### Exercise
The records are given next. Repeat each one exactly.

[[ Material for the task open ]]

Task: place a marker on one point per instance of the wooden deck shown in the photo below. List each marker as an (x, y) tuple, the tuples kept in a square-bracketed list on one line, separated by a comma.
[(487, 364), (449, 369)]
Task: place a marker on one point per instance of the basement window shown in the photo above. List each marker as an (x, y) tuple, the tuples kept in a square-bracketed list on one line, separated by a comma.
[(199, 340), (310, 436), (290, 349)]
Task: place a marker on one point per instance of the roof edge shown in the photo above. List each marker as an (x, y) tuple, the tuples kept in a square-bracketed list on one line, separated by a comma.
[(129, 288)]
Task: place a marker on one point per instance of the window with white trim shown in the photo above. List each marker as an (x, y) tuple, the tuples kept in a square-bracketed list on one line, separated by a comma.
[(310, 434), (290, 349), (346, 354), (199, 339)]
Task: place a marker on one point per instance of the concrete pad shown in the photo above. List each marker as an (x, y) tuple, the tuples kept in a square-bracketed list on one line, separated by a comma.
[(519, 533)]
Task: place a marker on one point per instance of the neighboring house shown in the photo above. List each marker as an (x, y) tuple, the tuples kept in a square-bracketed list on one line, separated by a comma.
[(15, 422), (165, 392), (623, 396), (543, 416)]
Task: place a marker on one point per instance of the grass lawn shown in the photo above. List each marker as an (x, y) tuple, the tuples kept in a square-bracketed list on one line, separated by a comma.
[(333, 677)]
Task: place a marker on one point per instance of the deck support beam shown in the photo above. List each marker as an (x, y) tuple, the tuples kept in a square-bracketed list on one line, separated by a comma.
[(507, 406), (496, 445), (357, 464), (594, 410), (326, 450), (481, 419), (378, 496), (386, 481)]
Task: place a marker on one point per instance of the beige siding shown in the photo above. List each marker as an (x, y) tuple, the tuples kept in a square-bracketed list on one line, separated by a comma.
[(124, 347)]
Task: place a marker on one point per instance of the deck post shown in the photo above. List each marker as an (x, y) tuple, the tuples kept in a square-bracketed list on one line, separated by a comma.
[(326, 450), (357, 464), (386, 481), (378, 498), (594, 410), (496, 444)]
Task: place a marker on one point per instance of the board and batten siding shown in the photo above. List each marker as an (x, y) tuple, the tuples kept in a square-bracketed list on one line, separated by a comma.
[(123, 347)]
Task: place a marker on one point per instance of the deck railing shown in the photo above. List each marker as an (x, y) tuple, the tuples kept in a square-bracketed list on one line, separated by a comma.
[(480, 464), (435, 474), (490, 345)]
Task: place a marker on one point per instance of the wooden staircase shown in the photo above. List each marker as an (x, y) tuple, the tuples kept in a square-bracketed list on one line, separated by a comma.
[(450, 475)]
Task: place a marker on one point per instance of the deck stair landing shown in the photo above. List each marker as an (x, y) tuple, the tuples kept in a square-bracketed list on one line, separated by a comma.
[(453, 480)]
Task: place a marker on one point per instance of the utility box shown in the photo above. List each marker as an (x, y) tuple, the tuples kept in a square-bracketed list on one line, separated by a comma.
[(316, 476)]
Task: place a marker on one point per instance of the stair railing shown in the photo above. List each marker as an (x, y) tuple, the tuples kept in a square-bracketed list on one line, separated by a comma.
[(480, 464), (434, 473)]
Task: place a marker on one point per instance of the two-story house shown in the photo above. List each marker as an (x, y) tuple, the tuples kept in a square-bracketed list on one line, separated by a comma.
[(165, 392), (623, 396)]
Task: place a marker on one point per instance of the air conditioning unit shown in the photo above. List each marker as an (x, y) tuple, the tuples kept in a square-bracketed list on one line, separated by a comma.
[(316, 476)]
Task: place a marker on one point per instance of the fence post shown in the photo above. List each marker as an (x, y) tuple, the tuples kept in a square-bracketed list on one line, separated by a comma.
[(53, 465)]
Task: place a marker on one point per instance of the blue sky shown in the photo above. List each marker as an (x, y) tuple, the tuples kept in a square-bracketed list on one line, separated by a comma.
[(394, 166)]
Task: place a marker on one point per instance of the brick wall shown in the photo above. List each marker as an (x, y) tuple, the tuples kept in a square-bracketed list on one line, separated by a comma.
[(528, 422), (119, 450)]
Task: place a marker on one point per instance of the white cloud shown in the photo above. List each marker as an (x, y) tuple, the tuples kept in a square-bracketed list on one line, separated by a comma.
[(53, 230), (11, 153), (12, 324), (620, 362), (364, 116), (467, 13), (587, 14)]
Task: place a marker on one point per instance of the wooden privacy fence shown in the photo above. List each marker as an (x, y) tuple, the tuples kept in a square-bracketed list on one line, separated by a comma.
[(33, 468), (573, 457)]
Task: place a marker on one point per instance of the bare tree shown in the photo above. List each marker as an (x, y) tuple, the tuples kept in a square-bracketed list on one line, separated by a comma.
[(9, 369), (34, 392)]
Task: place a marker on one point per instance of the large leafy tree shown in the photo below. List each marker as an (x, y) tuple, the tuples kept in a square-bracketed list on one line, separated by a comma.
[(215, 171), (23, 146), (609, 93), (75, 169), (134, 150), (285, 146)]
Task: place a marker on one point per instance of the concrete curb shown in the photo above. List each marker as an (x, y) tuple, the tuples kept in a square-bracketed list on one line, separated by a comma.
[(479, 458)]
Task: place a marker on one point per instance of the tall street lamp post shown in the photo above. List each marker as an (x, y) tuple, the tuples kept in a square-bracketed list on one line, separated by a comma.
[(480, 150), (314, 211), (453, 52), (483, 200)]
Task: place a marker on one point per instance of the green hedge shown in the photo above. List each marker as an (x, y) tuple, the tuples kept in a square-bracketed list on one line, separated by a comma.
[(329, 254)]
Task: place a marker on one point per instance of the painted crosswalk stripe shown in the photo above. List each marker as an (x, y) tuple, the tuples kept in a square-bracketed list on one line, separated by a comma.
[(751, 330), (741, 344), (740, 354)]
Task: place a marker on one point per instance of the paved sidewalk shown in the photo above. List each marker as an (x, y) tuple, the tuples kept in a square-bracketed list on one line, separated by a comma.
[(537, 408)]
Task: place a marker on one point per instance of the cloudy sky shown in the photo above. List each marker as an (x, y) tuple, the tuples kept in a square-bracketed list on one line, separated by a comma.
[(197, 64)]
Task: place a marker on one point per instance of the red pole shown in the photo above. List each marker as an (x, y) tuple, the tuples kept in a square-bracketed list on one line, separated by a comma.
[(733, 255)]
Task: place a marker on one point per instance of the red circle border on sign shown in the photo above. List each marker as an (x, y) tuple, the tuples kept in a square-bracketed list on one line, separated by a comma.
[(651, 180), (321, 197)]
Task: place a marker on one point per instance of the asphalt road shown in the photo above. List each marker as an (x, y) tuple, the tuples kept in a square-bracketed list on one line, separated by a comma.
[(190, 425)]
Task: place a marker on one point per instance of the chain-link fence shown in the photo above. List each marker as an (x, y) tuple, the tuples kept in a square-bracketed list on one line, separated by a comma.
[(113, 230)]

[[ Material for the task closed ]]

### Written solution
Task: place a marker on one point per instance of the wooden deck shown in the photo below. List each marker as an (x, y) tuple, the tuples kept in a square-bracketed list on one line, separated by a comma.
[(487, 364), (449, 369)]
Task: place a marker on one point per instance of the basement window shown in the photo above. List each marker as an (x, y) tuple, the tuples kept in a square-bracketed list on one line, separated by a comma.
[(199, 340), (310, 436), (290, 349)]
Task: place a marker on one point per instance of the roof edge shown in the photo above. List each marker as an (x, y) tuple, the tuples kept in a square-bracketed list on one line, separated by a comma.
[(129, 288)]
Task: place a marker on one point per instance of the window with white trim shown in the photo above. List each marker as an (x, y) tuple, the tuples kept in a square-bracketed list on one line, separated by a comma.
[(310, 434), (290, 349), (346, 354), (199, 339)]
Task: place a marker on one point per instance of the concrete pad shown in the photo above. List each marker as an (x, y) tuple, the tuples kept in a square-bracketed list on one line, separated by a comma.
[(519, 533)]
Task: place a marker on one point per instance of the neighboring house shown in the photo above. List each marker as an (x, y) tuple, the tuples kept in a square-bracketed list on one line, separated by a comma.
[(15, 422), (165, 392), (623, 396), (543, 416)]
Task: place a marker on one point per instance of the grass lawn shown in the photo above. List each marker as an (x, y) tuple, the tuples kept in a square-bracketed list on one line, separated by a comma.
[(333, 677)]
Task: place a marker on one point per instance of the deck support beam shown in the photo above. List each marker as an (x, y) tuple, the tuples kept in a square-bracketed list on one line, separated by a comma.
[(507, 406), (496, 445), (357, 464), (594, 410), (326, 450), (481, 419), (378, 496), (386, 481)]
Task: place a marker on one point per instance of the beige siding shown in the photo above. List each marker as an (x, y) tuple, the tuples kept in a square-bracketed list on one line, separated by a comma.
[(124, 347)]
Task: place a marker on one point per instance of the deck post shown in the photo above. List each marker as an (x, y) tuple, the tuples kept in a square-bracketed list on one line, separated by a comma.
[(326, 450), (357, 464), (386, 481), (378, 498), (594, 410), (496, 444)]
Task: place a marker on one point per instance of the board and batten siding shown in the photo above. List each marker as an (x, y) tuple, the tuples kept in a square-bracketed list on one line, separated by a comma.
[(123, 347)]
Task: place a marker on one point per instance of the deck railing shown in the photo above. List each marker as an (x, y) tuple, the tuples kept in a square-bracketed list on one line, separated by a comma.
[(480, 464), (435, 474), (490, 345)]
Task: place a marker on one point per instance of the wooden staircase shown in the photo above. List each marker as an (x, y) tuple, the tuples kept in a square-bracketed list on one line, separated by a comma.
[(450, 475)]
Task: place a marker on one point per instance of the deck stair landing shown in the photo above. List each marker as an (x, y) tuple, the tuples kept in a square-bracketed list on one line, separated by a comma.
[(453, 480)]
Task: place a marker on one point per instance of the utility box shown in the photo above. List each marker as an (x, y) tuple, the tuples kept in a square-bracketed list on one line, separated by a comma.
[(316, 476)]
Task: place a marker on one point per instance of the stair railing shown in the photo above. List each marker as an (x, y) tuple, the tuples kept in a square-bracketed list on one line, separated by a comma.
[(480, 464), (434, 473)]
Task: place a marker on one point per instance of the two-story house shown in the photo above. List each marker as an (x, y) tuple, the tuples kept in a square-bracketed list on one line, separated by a comma.
[(165, 392), (623, 396)]
Task: place a marker on one point per instance of the air conditioning unit shown in the photo above. List each marker as an (x, y) tuple, the tuples kept in a square-bracketed list on one line, separated by a comma.
[(316, 476)]
Task: place a marker on one point per instance of the fence post shown in the photo above. List each marker as an (x, y) tuple, the tuples kept in a square-bracketed list on one line, separated by a comma.
[(53, 465)]
Task: place a marker on one point per instance of the blue sky shown in the photo above. List each marker as an (x, y) tuple, the tuples kept in a square-bracketed list on one line, separated by a comma.
[(394, 166)]
Task: place a marker on one point per instance of the brick wall shown in the photo above. List each marker as an (x, y) tuple, the tuples kept in a square-bracketed list on one line, separated by a comma.
[(528, 422), (119, 450)]
Task: place a marker on one point per instance of the white cloud shown in the photo above. List each marker as an (x, y) tuple, the tuples kept in a square-bracketed list on one line, separated by a comma.
[(53, 230), (11, 153), (12, 324), (620, 362), (364, 116), (467, 13), (587, 14)]
Task: place a marker on one point per instance of the wooden privacy fence shown in the photo above. List each marker as an (x, y) tuple, the tuples kept in a square-bracketed list on one line, separated by a comma.
[(33, 468), (573, 457)]
Task: place a marker on one point per instance of the bare tree shown in the photo above. List each marker as an (x, y) tuple, the tuples kept in a square-bracketed list on one line, separated by a comma.
[(9, 369), (34, 392)]
Task: place a marker on one point per instance of the large leafy tree shown in the photo below. List each marker as an (x, y) tuple, the tuples kept in a square-bracketed list on one line, separated by a comma.
[(215, 171), (23, 146), (609, 93), (75, 169), (134, 150), (285, 146)]
Task: place a marker on one point per instance of the concrete curb shown in the photo above. List each marker as an (x, y) tuple, the tuples kept in a square-bracketed list on one line, separated by a comma.
[(479, 458)]
Task: place a marker on one point per instance of the tall street lamp post shown in the photo above. List each marker as an (x, y) tuple, the tuples kept in a square-bracketed list on one line, separated by a comma.
[(480, 150), (314, 211), (453, 52), (483, 200)]
Task: place a marker on one point per instance of the green hedge shown in the photo above. List each marker as an (x, y) tuple, the tuples kept in a square-bracketed list on one line, separated by a comma.
[(329, 254)]
Task: place a marker on one point per instance of the painted crosswalk stripe shown in the photo above. List each marker as an (x, y) tuple, the tuples kept in a square-bracketed list on one line, separated by a comma.
[(751, 330), (741, 344), (740, 354)]
Task: place a marker on one point per instance of the paved sidewalk shown in the photo above. List each marker as an (x, y) tuple, the tuples kept in a square-bracketed list on one line, separated by a comma.
[(537, 408)]
Task: place a marker on one point per instance of the cloudy sky shown in the photo above. List each marker as an (x, y) tuple, the tuples kept in a square-bracketed list on one line, separated by a comma.
[(197, 64)]
Task: place a marker on one point per instance of the red pole shown in the photo above. List each marker as an (x, y) tuple, the tuples kept in a square-bracketed list on one line, separated by a comma.
[(733, 255)]
Task: place a marker on one point per instance of the red circle border on sign shown in the photo above. List each marker as an (x, y) tuple, the tuples kept in a square-bracketed list on one line, separated by a comma.
[(651, 180), (321, 197)]
Task: place a marker on one point per instance of the asphalt road shown in the photo above. List each marker as an (x, y) tuple, the tuples kept in a square-bracketed list on one line, separated by a comma.
[(190, 425)]
Task: place a marker on one point per instance of the chain-link fence shown in the photo above. List each marker as an (x, y) tuple, the tuples kept in a square-bracketed list on one line, separated by a comma.
[(113, 230)]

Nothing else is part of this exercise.